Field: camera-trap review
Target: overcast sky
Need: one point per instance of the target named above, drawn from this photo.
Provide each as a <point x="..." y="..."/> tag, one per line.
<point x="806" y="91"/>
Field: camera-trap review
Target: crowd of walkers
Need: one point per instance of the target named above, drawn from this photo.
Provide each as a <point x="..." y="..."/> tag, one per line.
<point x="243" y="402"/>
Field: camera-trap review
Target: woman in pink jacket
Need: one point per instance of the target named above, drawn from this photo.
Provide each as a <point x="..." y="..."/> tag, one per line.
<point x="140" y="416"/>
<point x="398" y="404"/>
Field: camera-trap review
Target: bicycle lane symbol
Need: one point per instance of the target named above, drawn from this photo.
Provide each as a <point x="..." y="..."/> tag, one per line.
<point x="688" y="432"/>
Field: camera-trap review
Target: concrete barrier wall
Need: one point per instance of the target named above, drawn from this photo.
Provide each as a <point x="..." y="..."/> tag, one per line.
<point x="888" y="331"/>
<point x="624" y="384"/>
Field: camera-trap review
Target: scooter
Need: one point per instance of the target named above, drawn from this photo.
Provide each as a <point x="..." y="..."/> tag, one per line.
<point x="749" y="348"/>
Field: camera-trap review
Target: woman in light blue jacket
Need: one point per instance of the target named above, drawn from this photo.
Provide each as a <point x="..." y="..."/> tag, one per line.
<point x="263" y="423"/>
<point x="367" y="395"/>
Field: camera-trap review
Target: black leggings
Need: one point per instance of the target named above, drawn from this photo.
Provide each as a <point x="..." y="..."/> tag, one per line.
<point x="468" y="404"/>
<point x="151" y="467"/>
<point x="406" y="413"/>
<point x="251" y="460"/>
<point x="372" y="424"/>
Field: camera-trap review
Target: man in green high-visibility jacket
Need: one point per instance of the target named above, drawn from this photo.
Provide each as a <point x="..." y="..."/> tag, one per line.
● ● ●
» **Exercise instructions**
Figure out the number of lines above in which the string "jacket" appears. Only the number should be given.

» **Response**
3